WORK ORDER: All of the records need to be retyped exactly, with no line dropped.
(DATASET)
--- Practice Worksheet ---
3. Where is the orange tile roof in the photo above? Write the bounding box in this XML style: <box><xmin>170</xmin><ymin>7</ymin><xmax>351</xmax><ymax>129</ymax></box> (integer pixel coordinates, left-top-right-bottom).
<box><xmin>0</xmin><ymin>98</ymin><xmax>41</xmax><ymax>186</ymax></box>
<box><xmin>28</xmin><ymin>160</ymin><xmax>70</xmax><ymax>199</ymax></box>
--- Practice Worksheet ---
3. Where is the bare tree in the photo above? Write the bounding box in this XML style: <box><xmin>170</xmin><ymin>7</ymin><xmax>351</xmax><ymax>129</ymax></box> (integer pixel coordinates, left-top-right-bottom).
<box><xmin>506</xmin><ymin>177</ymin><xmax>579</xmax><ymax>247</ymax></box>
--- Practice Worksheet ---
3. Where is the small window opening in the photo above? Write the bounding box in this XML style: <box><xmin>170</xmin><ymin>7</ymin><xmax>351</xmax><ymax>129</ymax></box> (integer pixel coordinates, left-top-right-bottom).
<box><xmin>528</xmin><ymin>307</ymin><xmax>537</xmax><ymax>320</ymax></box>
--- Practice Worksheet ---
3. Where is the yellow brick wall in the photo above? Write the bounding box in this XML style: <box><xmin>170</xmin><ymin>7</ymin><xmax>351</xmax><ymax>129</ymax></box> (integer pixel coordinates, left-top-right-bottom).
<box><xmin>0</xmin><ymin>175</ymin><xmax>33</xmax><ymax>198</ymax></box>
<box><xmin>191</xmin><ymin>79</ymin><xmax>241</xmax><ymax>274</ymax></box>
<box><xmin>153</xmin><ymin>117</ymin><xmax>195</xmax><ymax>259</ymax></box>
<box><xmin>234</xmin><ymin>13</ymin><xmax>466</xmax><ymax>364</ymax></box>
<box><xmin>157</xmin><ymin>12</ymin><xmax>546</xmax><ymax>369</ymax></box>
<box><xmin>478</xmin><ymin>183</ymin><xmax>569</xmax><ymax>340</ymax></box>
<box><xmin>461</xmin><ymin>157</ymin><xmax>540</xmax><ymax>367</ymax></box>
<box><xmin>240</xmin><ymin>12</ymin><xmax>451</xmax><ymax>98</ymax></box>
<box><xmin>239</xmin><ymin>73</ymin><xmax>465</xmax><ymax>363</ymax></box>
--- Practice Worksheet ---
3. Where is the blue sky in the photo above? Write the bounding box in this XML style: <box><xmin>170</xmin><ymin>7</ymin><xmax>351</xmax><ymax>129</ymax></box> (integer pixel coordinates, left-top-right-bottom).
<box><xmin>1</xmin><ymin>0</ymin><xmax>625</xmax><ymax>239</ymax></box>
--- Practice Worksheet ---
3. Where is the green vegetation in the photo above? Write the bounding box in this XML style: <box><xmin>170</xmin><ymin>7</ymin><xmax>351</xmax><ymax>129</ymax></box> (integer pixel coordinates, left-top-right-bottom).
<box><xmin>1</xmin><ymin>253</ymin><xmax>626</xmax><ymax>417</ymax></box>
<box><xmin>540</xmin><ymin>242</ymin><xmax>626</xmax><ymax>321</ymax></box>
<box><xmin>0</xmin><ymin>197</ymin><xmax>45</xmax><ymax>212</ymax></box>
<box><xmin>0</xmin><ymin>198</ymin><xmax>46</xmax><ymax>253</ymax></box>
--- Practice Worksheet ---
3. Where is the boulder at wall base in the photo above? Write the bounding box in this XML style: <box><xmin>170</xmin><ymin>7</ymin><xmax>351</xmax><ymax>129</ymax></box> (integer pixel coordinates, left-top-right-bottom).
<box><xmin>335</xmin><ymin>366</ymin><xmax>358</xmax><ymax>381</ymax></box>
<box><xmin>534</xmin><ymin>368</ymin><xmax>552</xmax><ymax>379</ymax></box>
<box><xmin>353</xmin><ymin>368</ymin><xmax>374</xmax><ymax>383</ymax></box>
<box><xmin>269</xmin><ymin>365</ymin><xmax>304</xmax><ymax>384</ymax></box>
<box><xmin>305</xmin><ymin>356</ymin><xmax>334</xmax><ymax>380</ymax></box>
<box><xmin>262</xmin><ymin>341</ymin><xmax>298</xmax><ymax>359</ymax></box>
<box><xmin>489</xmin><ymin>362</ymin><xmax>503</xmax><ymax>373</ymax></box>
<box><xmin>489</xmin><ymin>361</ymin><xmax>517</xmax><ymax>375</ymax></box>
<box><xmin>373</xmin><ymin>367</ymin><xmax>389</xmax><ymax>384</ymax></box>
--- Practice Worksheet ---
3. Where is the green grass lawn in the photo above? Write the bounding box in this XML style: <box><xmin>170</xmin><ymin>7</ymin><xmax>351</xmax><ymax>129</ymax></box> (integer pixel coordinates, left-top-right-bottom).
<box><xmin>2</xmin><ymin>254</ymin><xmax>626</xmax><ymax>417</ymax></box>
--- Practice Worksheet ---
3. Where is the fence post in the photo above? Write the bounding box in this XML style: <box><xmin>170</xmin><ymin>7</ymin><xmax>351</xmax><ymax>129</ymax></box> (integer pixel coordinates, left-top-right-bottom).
(End DATASET)
YOUR RESPONSE:
--- Practice Worksheet ---
3. Where is the orange tile roof in the photo above? Write the bounding box in this XML style: <box><xmin>170</xmin><ymin>7</ymin><xmax>351</xmax><ymax>129</ymax></box> (integer pixel coordinates, left-top-right-bottom).
<box><xmin>0</xmin><ymin>98</ymin><xmax>41</xmax><ymax>186</ymax></box>
<box><xmin>28</xmin><ymin>160</ymin><xmax>70</xmax><ymax>199</ymax></box>
--- Practice Worksheet ---
3. Where is the bare tree in the photo above? Write the bounding box in this XML style: <box><xmin>170</xmin><ymin>7</ymin><xmax>351</xmax><ymax>129</ymax></box> (integer pixel coordinates, left-top-right-bottom).
<box><xmin>506</xmin><ymin>177</ymin><xmax>579</xmax><ymax>247</ymax></box>
--- Practice Worksheet ---
3. Where is the small window opening in the photo above? Write the bounding box in this XML style: <box><xmin>170</xmin><ymin>7</ymin><xmax>351</xmax><ymax>129</ymax></box> (integer pixel coordinates, left-top-right-bottom).
<box><xmin>528</xmin><ymin>307</ymin><xmax>537</xmax><ymax>320</ymax></box>
--- Practice Worksheet ---
3. Where is the yellow brick wall in the photo above? Write the bounding box in this XML style: <box><xmin>170</xmin><ymin>7</ymin><xmax>351</xmax><ymax>129</ymax></box> (integer pixel coordinates, left-top-right-bottom).
<box><xmin>0</xmin><ymin>175</ymin><xmax>33</xmax><ymax>198</ymax></box>
<box><xmin>191</xmin><ymin>79</ymin><xmax>241</xmax><ymax>274</ymax></box>
<box><xmin>153</xmin><ymin>117</ymin><xmax>195</xmax><ymax>259</ymax></box>
<box><xmin>234</xmin><ymin>13</ymin><xmax>466</xmax><ymax>364</ymax></box>
<box><xmin>157</xmin><ymin>12</ymin><xmax>546</xmax><ymax>369</ymax></box>
<box><xmin>478</xmin><ymin>183</ymin><xmax>569</xmax><ymax>340</ymax></box>
<box><xmin>461</xmin><ymin>157</ymin><xmax>540</xmax><ymax>367</ymax></box>
<box><xmin>240</xmin><ymin>12</ymin><xmax>451</xmax><ymax>98</ymax></box>
<box><xmin>239</xmin><ymin>73</ymin><xmax>465</xmax><ymax>363</ymax></box>
--- Practice Worksheet ---
3. Where is the blue sky in the photo above? Write the bounding box in this XML style: <box><xmin>170</xmin><ymin>7</ymin><xmax>351</xmax><ymax>129</ymax></box> (integer pixel coordinates, left-top-right-bottom).
<box><xmin>1</xmin><ymin>0</ymin><xmax>625</xmax><ymax>239</ymax></box>
--- Practice Worksheet ---
3. Where is the green vegetation in the photo above? Write the bounding box in this XML style: <box><xmin>170</xmin><ymin>7</ymin><xmax>351</xmax><ymax>129</ymax></box> (integer pixel coordinates, left-top-right-bottom).
<box><xmin>1</xmin><ymin>253</ymin><xmax>626</xmax><ymax>417</ymax></box>
<box><xmin>540</xmin><ymin>242</ymin><xmax>626</xmax><ymax>321</ymax></box>
<box><xmin>0</xmin><ymin>197</ymin><xmax>45</xmax><ymax>212</ymax></box>
<box><xmin>0</xmin><ymin>198</ymin><xmax>46</xmax><ymax>253</ymax></box>
--- Practice Worksheet ---
3. Where is the boulder at wall base in the photo above? Write the bounding box in this XML style: <box><xmin>170</xmin><ymin>7</ymin><xmax>351</xmax><ymax>129</ymax></box> (integer pixel coordinates, left-top-right-bottom).
<box><xmin>335</xmin><ymin>366</ymin><xmax>358</xmax><ymax>381</ymax></box>
<box><xmin>534</xmin><ymin>368</ymin><xmax>552</xmax><ymax>379</ymax></box>
<box><xmin>353</xmin><ymin>368</ymin><xmax>374</xmax><ymax>383</ymax></box>
<box><xmin>269</xmin><ymin>365</ymin><xmax>304</xmax><ymax>384</ymax></box>
<box><xmin>305</xmin><ymin>356</ymin><xmax>334</xmax><ymax>380</ymax></box>
<box><xmin>262</xmin><ymin>341</ymin><xmax>298</xmax><ymax>359</ymax></box>
<box><xmin>489</xmin><ymin>362</ymin><xmax>503</xmax><ymax>373</ymax></box>
<box><xmin>489</xmin><ymin>361</ymin><xmax>517</xmax><ymax>375</ymax></box>
<box><xmin>373</xmin><ymin>367</ymin><xmax>389</xmax><ymax>384</ymax></box>
--- Practice Worksheet ---
3. Where is the green grass lawn in the photo above? Write the bounding box in this XML style: <box><xmin>170</xmin><ymin>7</ymin><xmax>351</xmax><ymax>129</ymax></box> (integer pixel coordinates, left-top-right-bottom).
<box><xmin>2</xmin><ymin>254</ymin><xmax>626</xmax><ymax>417</ymax></box>
--- Practice Worksheet ---
3. Where is the fence post in the photo above? Write the bounding box in this XML style: <box><xmin>170</xmin><ymin>7</ymin><xmax>351</xmax><ymax>129</ymax></box> (integer pixel coordinates, left-top-right-bottom).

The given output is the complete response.